— start Input records —

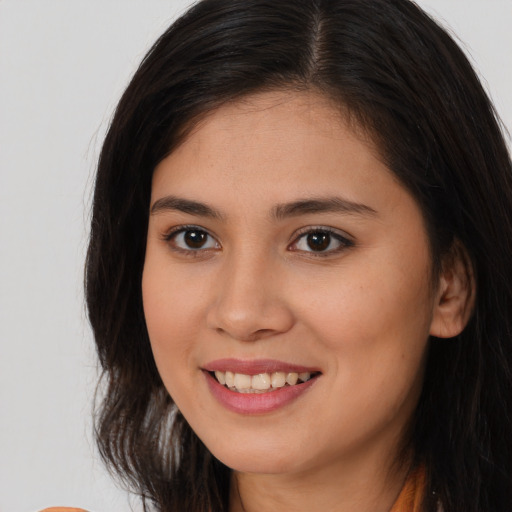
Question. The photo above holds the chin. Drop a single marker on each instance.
(250, 457)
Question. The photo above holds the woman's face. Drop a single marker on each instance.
(281, 250)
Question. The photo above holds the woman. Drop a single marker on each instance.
(298, 273)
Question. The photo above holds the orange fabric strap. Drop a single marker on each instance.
(63, 509)
(412, 493)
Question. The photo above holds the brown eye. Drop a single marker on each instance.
(318, 241)
(321, 242)
(192, 239)
(195, 239)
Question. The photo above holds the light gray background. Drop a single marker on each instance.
(63, 65)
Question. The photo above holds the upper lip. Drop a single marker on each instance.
(256, 366)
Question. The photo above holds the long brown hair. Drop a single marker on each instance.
(404, 80)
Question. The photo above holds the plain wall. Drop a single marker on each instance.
(63, 65)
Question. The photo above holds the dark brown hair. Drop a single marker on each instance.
(403, 79)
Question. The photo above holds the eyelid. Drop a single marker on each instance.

— end Input records —

Your objective :: Extract the text of all the entries above word for word, leaving out the pictures.

Complete output ::
Question. The photo above holds the chin. Drop a single marker on each instance.
(250, 457)
Question. The photo above holds the woman's face. Drop a single marker on each instance.
(281, 250)
Question. The photo above holds the woman. Drop a single marker on each instance.
(298, 273)
Question. The photo above holds the orange fabric strap. Drop a single marker on each instance.
(63, 509)
(412, 493)
Question. The photo above holds the brown eye. Drop a single marker on each instance.
(318, 241)
(321, 242)
(192, 239)
(195, 239)
Question. The photo above holds the light gray background. Drop a single marker on each instance.
(63, 65)
Question. The photo above holds the upper lip. Drop a single marker on each instance.
(256, 366)
Question. The photo above holds the long brown hair. Drop a single marker on each instance.
(404, 80)
Question. The photo above holds the plain wall. Drop a single marker on each instance.
(63, 65)
Question. The photo above holds the dark brown hair. Drop a single marker on each instance.
(403, 79)
Question. The photo above holds the eyelid. Drop a single marker on each instance.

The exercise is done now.